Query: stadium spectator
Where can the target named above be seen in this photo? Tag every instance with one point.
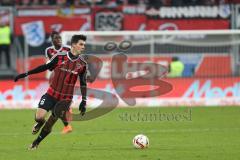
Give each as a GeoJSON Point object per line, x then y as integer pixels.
{"type": "Point", "coordinates": [67, 66]}
{"type": "Point", "coordinates": [176, 68]}
{"type": "Point", "coordinates": [5, 42]}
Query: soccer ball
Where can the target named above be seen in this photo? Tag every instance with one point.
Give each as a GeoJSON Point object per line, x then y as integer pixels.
{"type": "Point", "coordinates": [140, 141]}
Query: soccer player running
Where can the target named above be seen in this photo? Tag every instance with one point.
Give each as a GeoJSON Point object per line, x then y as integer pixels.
{"type": "Point", "coordinates": [67, 66]}
{"type": "Point", "coordinates": [57, 47]}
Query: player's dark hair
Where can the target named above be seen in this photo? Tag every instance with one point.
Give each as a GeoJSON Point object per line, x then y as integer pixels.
{"type": "Point", "coordinates": [54, 33]}
{"type": "Point", "coordinates": [76, 38]}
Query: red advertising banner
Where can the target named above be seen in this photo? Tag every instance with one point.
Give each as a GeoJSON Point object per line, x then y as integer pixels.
{"type": "Point", "coordinates": [210, 65]}
{"type": "Point", "coordinates": [54, 23]}
{"type": "Point", "coordinates": [141, 22]}
{"type": "Point", "coordinates": [207, 91]}
{"type": "Point", "coordinates": [187, 24]}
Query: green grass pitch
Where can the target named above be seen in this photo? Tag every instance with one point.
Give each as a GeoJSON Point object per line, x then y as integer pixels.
{"type": "Point", "coordinates": [175, 133]}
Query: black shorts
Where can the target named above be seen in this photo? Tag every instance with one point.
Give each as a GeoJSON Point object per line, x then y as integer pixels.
{"type": "Point", "coordinates": [48, 103]}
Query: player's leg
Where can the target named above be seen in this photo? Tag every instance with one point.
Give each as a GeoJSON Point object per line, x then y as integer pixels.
{"type": "Point", "coordinates": [45, 104]}
{"type": "Point", "coordinates": [47, 128]}
{"type": "Point", "coordinates": [40, 120]}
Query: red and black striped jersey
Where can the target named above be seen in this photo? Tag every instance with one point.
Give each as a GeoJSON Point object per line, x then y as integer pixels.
══════════════════════════════
● **Instructions for the task**:
Please format the lines of the records as a numbered list, starting at the line that contains "Query: player's leg" and running through the final line of the records, both ends included. Leave out any blank lines.

● **In response**:
1. Query: player's leg
2. Where can the target named above be seen in this photo? Tag every instance with one point.
3. Give each as a GeoJSON Point object per line, x then y as integer pixels.
4. {"type": "Point", "coordinates": [45, 104]}
5. {"type": "Point", "coordinates": [47, 128]}
6. {"type": "Point", "coordinates": [40, 120]}
7. Query: red and black striped jersey
8. Where can the target named above be seen in this photo? Tag every instance with one point.
9. Give each as a GeoJSON Point object per line, x then y as integer pixels.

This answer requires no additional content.